▸ **SHORT TASK**: Reproduce the passage of the court decision below starting at "Levern Tart, from" and ending at "of the Court.", swapping "chancellor" for "trial judge".

▸ **SOURCE**:
--- start ---
COMMUNITY SPORTS, INC.
v.
OAKLAND OAKS, APPELLANT



Appeal from decree of Court of Common Pleas of Allegheny County, Jan. T., 1968, No. 2057, in case of Community Sports, Inc. v. The Oakland Oaks and Levern Tart.

COUNSEL

David M. Kaufman, with him Gerald S. Lesher, and Baskin, Boreman, Sachs & Craig, for appellants.

Milton W. Lamproplos, with him Edward J. Greene, C. Kent May, and Eckert, Seamans & Cherin, for appellee.

Bell, C. J., Musmanno, Jones, Cohen, Eagen, O'Brien and Roberts, JJ. Opinion by Mr. Justice Roberts.

Author: Roberts

[ 429 Pa. Page 412]

Plaintiff-appellee, Community Sports, Inc., instituted this proceeding in equity to enjoin defendant-appellant,

[ 429 Pa. Page 413]

Levern Tart, from playing professional basketball during the 1967-68 season for any team other than the one owned by Community Sports, it having been alleged that Tart was bound by contract to play for appellee's club and no other. Following the taking of testimony, on December 1, 1967, the chancellor filed an opinion, concluding with the following paragraph:

"Order of the Court.
--- end ---
▸ **DATASET EXCERPTS**:
--- start ---
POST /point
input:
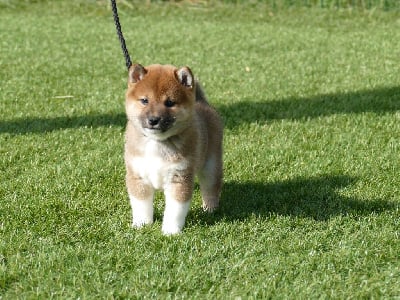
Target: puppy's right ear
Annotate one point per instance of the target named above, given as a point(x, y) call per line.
point(136, 73)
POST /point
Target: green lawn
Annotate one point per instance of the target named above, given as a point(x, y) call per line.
point(310, 98)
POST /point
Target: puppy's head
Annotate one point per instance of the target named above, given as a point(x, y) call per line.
point(160, 99)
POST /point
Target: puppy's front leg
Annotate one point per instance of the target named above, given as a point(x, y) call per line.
point(141, 199)
point(178, 195)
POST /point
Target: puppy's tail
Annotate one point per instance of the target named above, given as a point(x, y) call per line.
point(200, 95)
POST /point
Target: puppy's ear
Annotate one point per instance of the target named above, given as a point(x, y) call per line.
point(185, 77)
point(136, 73)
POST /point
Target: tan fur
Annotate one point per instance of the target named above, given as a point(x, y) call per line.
point(172, 135)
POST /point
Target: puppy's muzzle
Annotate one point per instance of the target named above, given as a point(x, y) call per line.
point(159, 123)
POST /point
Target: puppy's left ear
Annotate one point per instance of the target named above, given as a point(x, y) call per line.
point(136, 73)
point(185, 77)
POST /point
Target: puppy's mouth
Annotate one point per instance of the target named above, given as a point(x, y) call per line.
point(158, 124)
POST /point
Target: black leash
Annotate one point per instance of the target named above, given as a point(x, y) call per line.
point(120, 36)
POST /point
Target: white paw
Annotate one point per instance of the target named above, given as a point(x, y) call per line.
point(138, 222)
point(142, 212)
point(174, 216)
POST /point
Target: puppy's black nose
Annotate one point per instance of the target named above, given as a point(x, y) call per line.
point(153, 121)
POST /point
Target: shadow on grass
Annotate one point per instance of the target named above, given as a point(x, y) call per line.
point(41, 125)
point(234, 114)
point(317, 198)
point(247, 111)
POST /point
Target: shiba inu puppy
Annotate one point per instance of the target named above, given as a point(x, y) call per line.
point(172, 135)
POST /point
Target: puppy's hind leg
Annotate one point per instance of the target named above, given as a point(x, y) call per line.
point(210, 180)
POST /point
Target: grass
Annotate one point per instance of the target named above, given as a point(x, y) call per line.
point(311, 104)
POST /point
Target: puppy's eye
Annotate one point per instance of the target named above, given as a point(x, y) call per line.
point(169, 103)
point(144, 101)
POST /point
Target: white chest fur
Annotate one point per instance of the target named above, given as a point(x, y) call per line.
point(154, 166)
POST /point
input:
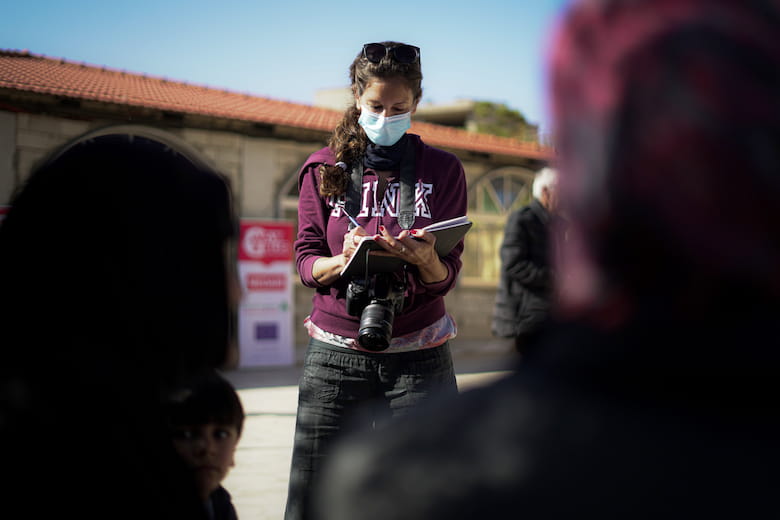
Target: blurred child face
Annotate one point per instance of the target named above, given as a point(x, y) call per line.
point(208, 450)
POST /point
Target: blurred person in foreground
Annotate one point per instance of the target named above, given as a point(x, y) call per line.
point(116, 286)
point(653, 396)
point(524, 292)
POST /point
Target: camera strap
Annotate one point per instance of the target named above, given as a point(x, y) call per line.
point(406, 211)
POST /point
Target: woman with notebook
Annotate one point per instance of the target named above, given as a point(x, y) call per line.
point(379, 340)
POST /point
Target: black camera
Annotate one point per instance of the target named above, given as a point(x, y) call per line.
point(376, 299)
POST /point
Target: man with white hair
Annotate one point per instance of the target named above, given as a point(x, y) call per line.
point(523, 298)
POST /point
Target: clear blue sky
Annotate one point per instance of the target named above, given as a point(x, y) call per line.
point(489, 50)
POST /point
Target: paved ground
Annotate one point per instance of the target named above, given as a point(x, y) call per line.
point(258, 482)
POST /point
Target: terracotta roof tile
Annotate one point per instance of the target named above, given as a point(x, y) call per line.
point(24, 71)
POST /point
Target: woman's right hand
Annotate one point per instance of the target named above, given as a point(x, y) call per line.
point(327, 269)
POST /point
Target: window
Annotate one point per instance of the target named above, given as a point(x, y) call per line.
point(491, 199)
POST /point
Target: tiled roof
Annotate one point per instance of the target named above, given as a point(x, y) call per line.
point(28, 72)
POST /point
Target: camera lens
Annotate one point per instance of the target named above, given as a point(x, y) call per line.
point(376, 326)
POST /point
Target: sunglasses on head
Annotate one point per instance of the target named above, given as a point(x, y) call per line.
point(374, 52)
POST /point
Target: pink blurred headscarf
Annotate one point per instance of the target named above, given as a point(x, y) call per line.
point(667, 123)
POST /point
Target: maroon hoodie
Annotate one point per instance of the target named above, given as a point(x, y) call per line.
point(440, 194)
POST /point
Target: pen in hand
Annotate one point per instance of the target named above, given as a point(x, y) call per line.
point(350, 217)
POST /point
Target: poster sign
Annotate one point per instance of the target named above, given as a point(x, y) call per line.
point(265, 315)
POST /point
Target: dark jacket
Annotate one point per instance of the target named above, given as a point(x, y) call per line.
point(523, 297)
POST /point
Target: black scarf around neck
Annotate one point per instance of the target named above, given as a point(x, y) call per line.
point(384, 158)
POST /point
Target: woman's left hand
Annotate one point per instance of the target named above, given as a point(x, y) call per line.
point(415, 247)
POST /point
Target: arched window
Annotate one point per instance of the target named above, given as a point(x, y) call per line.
point(491, 199)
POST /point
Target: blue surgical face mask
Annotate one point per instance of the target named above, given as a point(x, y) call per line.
point(384, 131)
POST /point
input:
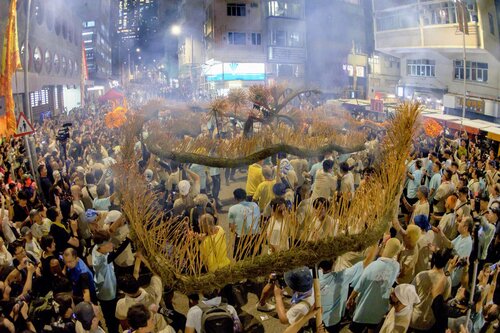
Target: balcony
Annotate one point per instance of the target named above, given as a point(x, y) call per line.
point(287, 55)
point(440, 37)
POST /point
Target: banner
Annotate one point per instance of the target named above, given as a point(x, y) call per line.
point(11, 62)
point(84, 76)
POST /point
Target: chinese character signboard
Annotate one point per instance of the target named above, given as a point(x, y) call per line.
point(471, 105)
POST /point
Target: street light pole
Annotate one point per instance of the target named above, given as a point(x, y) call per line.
point(27, 141)
point(26, 62)
point(192, 67)
point(465, 64)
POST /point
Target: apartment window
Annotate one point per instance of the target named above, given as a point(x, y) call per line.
point(492, 23)
point(236, 9)
point(397, 19)
point(236, 38)
point(89, 24)
point(256, 38)
point(295, 39)
point(278, 38)
point(420, 67)
point(285, 8)
point(475, 71)
point(287, 70)
point(39, 97)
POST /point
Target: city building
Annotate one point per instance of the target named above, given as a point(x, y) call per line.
point(427, 39)
point(54, 56)
point(96, 24)
point(242, 43)
point(383, 76)
point(135, 38)
point(334, 50)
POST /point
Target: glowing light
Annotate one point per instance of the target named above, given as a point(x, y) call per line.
point(176, 30)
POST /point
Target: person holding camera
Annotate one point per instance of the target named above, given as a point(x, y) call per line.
point(461, 246)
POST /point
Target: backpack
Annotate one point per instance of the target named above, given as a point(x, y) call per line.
point(41, 311)
point(216, 319)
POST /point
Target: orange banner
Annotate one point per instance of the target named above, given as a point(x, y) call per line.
point(11, 62)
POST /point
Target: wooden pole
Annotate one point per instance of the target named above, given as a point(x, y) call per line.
point(317, 299)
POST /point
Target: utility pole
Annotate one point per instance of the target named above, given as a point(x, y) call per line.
point(463, 26)
point(28, 142)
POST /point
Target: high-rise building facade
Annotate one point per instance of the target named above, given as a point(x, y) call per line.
--- end ---
▸ **RESULT OF THIS EXERCISE**:
Levern Tart, from playing professional basketball during the 1967-68 season for any team other than the one owned by Community Sports, it having been alleged that Tart was bound by contract to play for appellee's club and no other. Following the taking of testimony, on December 1, 1967, the trial judge filed an opinion, concluding with the following paragraph:

"Order of the Court.